(Referring expression pointing data)
______

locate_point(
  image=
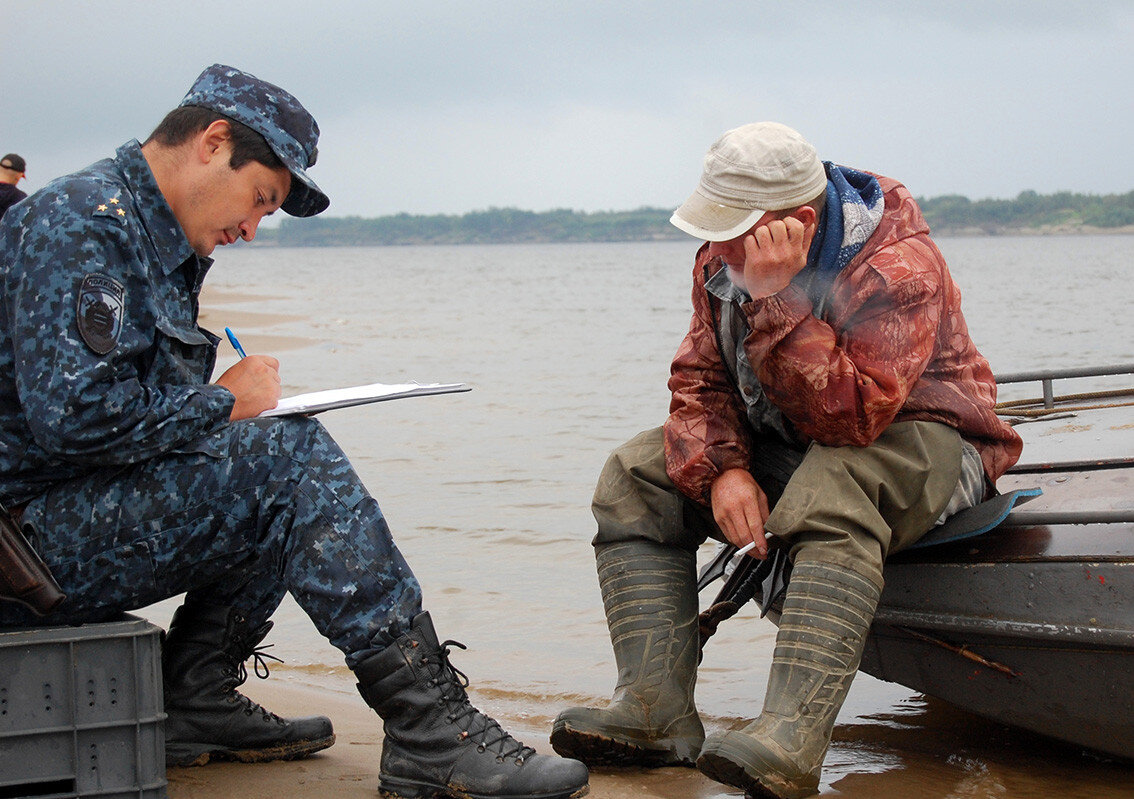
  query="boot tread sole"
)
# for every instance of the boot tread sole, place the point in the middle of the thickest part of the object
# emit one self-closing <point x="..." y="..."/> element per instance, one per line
<point x="598" y="749"/>
<point x="200" y="754"/>
<point x="394" y="788"/>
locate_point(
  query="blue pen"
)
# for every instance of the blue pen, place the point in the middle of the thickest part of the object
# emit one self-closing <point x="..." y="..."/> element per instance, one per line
<point x="236" y="345"/>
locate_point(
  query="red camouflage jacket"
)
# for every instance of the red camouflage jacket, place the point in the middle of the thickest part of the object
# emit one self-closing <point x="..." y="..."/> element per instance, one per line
<point x="891" y="346"/>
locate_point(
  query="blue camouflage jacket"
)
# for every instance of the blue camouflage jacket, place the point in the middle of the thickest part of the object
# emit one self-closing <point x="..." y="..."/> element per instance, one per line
<point x="102" y="363"/>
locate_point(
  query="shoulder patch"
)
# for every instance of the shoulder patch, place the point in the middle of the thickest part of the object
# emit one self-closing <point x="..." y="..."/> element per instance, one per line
<point x="100" y="312"/>
<point x="112" y="207"/>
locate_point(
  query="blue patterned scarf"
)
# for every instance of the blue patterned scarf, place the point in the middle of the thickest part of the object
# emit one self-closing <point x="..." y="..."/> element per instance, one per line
<point x="852" y="214"/>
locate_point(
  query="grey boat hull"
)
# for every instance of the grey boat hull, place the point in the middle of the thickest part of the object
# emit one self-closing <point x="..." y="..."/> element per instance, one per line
<point x="1031" y="625"/>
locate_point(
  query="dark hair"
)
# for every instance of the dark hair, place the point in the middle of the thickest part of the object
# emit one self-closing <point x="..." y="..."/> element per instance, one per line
<point x="184" y="122"/>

______

If a line in the records above contains the string "dark", copy that line out.

  query="dark hair"
# for every instance of the dark hair, place the point in the middle of the thickest part of the object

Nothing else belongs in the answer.